[Start of section]
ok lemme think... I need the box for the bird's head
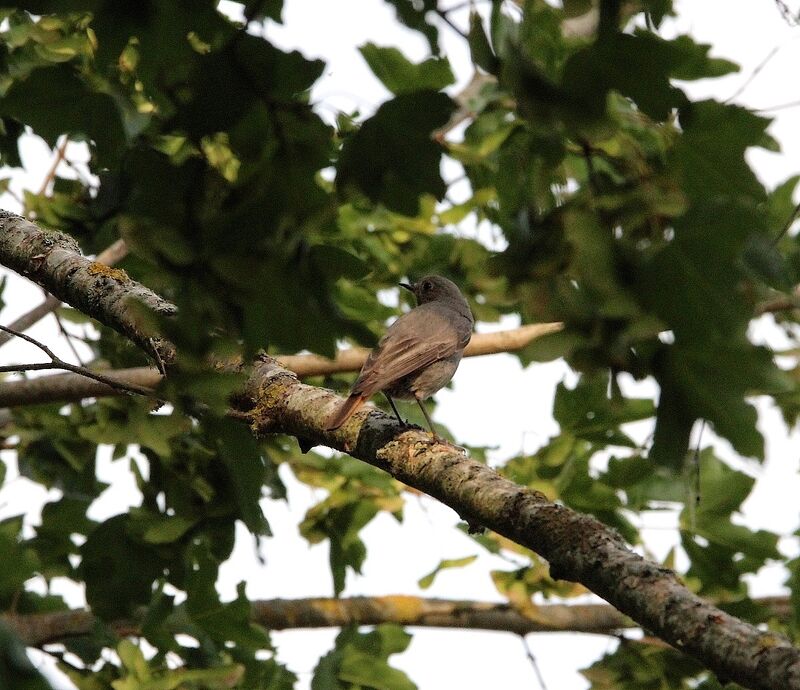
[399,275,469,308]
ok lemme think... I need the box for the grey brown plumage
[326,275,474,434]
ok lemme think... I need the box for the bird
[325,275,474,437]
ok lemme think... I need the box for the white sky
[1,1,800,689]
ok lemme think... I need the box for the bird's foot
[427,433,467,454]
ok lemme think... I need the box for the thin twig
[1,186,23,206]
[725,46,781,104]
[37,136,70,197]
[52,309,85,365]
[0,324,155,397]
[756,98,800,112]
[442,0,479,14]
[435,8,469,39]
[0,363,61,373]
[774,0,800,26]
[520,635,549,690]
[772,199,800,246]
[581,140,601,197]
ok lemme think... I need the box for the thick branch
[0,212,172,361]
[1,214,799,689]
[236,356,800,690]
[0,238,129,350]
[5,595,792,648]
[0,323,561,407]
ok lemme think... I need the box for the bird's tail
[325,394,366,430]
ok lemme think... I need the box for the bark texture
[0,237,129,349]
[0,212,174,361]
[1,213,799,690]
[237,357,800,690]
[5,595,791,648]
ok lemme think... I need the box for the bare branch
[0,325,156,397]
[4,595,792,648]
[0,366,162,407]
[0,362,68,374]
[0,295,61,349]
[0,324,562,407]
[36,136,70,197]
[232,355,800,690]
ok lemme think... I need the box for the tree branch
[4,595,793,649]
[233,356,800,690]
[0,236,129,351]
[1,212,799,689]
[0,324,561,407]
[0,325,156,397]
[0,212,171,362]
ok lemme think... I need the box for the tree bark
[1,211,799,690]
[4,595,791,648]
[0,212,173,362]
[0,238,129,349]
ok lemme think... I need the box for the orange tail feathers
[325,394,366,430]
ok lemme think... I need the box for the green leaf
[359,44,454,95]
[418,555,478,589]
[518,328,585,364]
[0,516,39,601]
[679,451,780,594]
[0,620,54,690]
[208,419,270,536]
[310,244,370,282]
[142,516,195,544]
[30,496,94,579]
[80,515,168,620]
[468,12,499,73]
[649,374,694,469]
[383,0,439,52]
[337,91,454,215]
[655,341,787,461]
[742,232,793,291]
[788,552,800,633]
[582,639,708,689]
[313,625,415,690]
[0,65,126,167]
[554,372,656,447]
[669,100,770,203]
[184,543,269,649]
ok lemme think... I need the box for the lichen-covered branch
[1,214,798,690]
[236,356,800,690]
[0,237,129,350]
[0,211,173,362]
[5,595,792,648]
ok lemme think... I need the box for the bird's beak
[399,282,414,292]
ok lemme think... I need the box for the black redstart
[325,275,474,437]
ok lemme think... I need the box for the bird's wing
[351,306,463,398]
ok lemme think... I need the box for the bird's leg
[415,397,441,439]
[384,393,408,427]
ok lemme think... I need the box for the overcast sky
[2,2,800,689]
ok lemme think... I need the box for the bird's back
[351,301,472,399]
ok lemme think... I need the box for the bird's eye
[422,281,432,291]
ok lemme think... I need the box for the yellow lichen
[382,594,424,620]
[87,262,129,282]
[End of section]
[Start of section]
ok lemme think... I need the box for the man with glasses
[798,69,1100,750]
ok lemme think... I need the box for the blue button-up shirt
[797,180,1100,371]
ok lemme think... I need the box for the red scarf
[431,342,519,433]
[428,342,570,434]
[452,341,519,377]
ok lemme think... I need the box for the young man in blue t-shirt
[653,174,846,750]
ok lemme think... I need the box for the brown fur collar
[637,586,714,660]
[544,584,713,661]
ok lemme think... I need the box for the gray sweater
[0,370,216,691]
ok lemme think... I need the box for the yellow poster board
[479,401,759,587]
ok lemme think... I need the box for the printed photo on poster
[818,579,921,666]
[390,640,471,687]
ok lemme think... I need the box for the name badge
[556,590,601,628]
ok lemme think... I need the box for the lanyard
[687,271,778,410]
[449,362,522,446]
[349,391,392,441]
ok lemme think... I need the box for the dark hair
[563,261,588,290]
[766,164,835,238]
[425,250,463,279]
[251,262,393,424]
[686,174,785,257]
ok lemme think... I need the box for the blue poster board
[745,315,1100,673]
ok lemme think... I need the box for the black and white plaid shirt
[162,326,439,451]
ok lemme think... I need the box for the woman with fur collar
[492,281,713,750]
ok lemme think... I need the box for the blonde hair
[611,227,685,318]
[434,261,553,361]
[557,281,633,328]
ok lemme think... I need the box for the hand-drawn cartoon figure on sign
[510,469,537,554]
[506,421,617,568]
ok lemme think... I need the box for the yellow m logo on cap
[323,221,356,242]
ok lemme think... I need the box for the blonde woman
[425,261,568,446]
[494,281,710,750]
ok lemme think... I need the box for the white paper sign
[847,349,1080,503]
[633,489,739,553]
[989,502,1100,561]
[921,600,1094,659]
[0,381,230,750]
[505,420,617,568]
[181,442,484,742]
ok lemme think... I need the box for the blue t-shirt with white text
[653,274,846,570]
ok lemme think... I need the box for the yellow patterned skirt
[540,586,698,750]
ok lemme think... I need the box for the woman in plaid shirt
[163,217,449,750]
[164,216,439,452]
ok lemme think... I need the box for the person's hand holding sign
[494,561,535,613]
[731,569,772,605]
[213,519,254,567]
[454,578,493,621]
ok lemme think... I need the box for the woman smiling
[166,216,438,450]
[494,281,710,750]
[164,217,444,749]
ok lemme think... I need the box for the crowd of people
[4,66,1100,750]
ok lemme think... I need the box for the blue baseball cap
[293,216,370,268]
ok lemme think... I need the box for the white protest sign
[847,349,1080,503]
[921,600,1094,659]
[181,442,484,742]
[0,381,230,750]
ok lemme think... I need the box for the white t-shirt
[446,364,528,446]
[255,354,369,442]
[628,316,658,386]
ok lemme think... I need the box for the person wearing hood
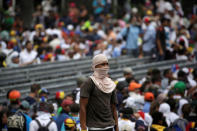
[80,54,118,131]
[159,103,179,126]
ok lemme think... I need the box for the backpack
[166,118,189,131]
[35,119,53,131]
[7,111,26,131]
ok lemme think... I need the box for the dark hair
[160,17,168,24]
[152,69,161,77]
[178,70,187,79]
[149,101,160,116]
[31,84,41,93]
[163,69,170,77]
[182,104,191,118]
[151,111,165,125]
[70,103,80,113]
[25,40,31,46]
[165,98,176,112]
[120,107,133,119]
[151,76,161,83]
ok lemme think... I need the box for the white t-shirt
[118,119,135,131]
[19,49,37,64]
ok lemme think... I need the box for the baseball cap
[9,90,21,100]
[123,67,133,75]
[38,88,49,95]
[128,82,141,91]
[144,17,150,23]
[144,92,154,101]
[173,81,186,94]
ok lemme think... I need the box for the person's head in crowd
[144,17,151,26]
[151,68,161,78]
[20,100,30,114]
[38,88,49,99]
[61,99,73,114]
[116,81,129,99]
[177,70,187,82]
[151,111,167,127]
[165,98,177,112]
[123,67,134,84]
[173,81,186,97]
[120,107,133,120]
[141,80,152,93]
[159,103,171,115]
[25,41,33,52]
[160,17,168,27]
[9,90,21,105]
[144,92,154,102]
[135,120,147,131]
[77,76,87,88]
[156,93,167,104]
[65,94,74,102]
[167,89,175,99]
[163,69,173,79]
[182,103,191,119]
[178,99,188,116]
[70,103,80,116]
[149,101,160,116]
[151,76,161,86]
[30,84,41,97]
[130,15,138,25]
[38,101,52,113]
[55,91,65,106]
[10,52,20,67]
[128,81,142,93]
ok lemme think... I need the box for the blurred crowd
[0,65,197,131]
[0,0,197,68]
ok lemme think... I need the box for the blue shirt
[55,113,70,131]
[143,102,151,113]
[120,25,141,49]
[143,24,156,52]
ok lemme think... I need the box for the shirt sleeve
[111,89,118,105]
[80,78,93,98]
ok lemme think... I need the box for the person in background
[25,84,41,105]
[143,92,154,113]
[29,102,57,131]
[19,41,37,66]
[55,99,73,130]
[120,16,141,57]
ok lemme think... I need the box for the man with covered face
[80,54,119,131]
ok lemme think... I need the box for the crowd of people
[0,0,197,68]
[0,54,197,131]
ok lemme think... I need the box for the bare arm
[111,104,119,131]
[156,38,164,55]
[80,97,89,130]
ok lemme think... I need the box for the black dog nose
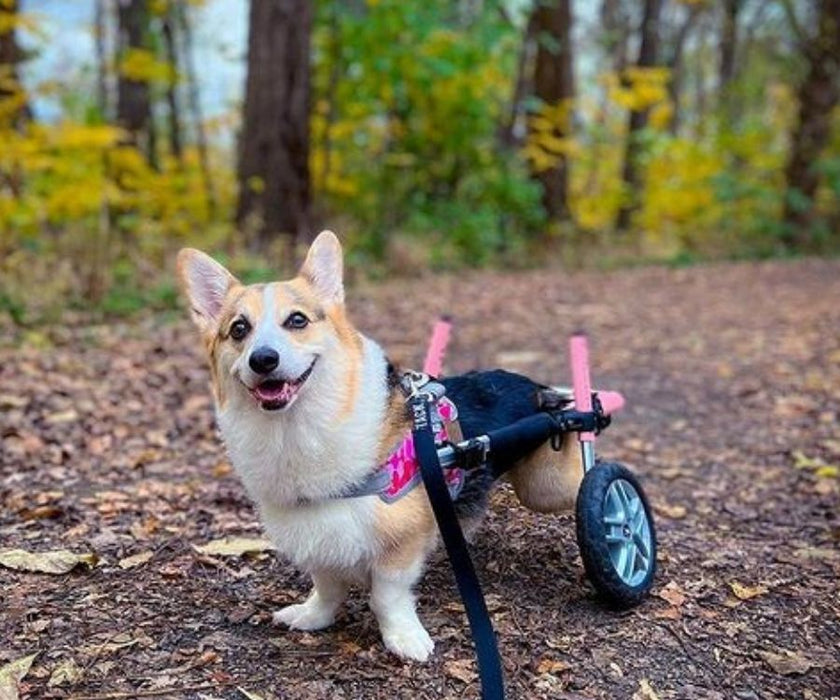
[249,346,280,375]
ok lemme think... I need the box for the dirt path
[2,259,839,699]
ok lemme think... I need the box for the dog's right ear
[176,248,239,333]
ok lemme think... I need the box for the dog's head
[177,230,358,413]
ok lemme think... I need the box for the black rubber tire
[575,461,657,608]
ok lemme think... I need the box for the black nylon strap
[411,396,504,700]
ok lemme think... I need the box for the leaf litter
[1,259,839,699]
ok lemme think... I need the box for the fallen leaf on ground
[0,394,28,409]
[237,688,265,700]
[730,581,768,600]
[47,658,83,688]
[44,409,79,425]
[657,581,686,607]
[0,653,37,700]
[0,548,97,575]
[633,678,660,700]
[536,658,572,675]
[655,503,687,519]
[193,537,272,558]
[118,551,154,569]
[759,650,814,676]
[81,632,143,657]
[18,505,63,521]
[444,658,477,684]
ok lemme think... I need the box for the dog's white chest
[End of section]
[Start of section]
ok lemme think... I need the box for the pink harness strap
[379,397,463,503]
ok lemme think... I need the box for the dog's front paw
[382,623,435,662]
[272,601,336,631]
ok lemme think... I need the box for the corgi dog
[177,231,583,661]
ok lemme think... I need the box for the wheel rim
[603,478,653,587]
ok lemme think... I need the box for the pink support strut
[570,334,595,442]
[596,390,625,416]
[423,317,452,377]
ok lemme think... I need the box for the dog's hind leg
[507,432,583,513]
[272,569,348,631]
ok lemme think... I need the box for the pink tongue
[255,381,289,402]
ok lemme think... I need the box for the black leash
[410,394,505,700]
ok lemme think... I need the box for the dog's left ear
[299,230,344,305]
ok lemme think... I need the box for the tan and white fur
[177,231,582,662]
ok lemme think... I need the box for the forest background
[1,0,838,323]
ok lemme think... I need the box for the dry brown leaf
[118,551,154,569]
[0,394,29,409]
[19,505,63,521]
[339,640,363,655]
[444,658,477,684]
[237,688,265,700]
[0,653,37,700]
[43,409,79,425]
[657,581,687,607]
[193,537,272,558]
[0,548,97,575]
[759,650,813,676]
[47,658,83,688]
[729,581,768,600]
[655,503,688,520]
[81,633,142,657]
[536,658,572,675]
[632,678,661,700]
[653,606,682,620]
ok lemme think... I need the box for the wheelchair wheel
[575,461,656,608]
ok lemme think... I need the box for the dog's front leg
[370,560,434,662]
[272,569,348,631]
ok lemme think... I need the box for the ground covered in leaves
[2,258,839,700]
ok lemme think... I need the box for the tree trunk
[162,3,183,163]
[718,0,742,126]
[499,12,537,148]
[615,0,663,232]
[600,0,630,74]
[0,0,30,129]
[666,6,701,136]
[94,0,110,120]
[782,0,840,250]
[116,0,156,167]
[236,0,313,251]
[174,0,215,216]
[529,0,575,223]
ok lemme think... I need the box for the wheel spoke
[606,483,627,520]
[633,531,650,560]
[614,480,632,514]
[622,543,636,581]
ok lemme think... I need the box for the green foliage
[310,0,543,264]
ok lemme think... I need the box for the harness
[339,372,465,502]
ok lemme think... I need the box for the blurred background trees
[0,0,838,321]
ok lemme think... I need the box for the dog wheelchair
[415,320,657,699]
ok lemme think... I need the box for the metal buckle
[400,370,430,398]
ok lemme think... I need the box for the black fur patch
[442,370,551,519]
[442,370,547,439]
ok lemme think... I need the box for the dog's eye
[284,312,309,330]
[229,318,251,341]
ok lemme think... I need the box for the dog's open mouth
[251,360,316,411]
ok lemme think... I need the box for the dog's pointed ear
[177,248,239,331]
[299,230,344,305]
[End of section]
Within the listing above, find the line containing "with covered face" and the line containing "ok lemme think... I need the box for the dog's white". Transcribe them and everything between them exactly, leaving out the pictures.

* **YOUR SOLUTION**:
ok lemme think... I need the box for the man with covered face
[80,54,119,131]
ok lemme think... I need the box for the crowd of people
[0,0,197,68]
[0,54,197,131]
ok lemme think... I need the box for the bare arm
[111,104,119,131]
[156,38,164,55]
[80,97,89,130]
ok lemme think... I need the box for the black dog nose
[249,346,280,375]
ok lemme think... I need the box for the dirt path
[2,259,839,699]
ok lemme think... I need the box for the dog's right ear
[176,248,239,333]
ok lemme think... I need the box for the dog's head
[177,230,358,413]
ok lemme think... I need the box for the black rubber tire
[575,461,657,608]
ok lemme think... I need the box for the black nylon strap
[411,396,504,700]
ok lemme think... I need the box for the leaf litter
[1,259,839,699]
ok lemme think... I need the box for the fallen leaf on ground
[0,394,28,409]
[237,688,265,700]
[730,581,768,600]
[47,658,83,688]
[44,409,79,425]
[657,581,686,607]
[0,653,37,700]
[0,548,97,575]
[633,678,660,700]
[536,658,572,675]
[655,503,687,519]
[193,537,272,558]
[118,551,154,569]
[759,650,814,676]
[81,632,143,657]
[18,505,63,521]
[444,658,477,684]
ok lemme think... I need the box for the dog's white chest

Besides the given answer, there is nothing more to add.